» GIVEN INSTRUCTION:
Copy out every item below word for word, including its points, and leave out the pictures.

[Excerpts from a point labeling dataset]

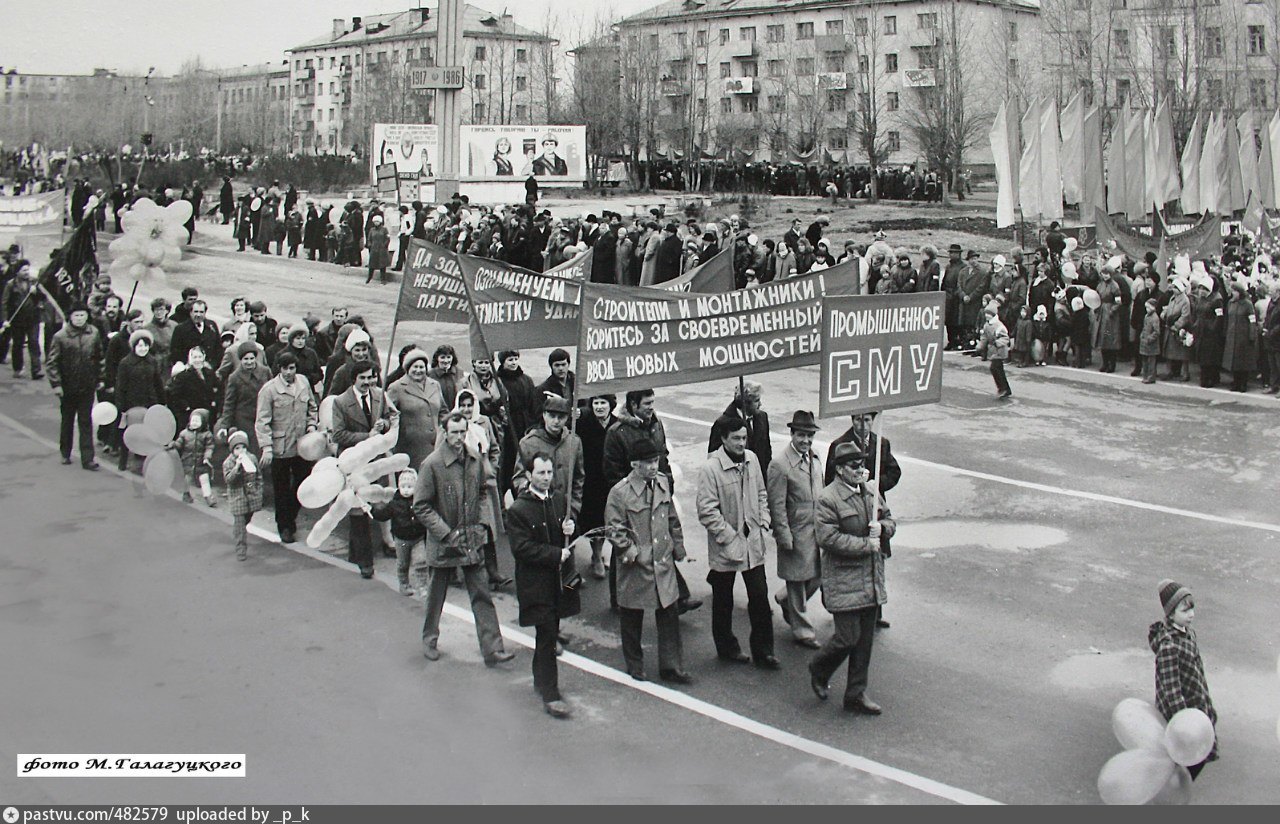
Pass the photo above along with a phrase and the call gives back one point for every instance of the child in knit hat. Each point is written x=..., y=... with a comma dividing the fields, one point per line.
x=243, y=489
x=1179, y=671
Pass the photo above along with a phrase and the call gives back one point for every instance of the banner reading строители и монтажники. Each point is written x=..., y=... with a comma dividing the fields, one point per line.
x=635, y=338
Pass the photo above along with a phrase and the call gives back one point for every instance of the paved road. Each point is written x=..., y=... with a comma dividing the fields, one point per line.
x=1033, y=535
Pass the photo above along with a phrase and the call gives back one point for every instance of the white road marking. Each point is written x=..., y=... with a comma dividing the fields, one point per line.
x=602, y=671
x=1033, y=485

» OUTPUT FOR THIS EXERCISE:
Pass the photo above along with a phrase and the call gives back one point for every instance of the child in knit hat. Each point is written x=..., y=... with a comma dividing the fields, one point per line.
x=243, y=489
x=1179, y=671
Pass the photo above along with a phrase and the call gives back one point for every instance of the banner reading строители и монтажники. Each point is written x=..., y=... with a comma dividing the fields, one point per line.
x=635, y=338
Pass the photo above along with a phrase and the call gives back one point for every instance of the paved road. Each point is written x=..., y=... with a comma dividing the fields, one point per line.
x=1033, y=535
Pass the photo above along with a phrase and the call gives back one point for every instance of the white road marking. Each point is written x=..., y=... with a comma dividing the fields, one point per line.
x=602, y=671
x=1033, y=485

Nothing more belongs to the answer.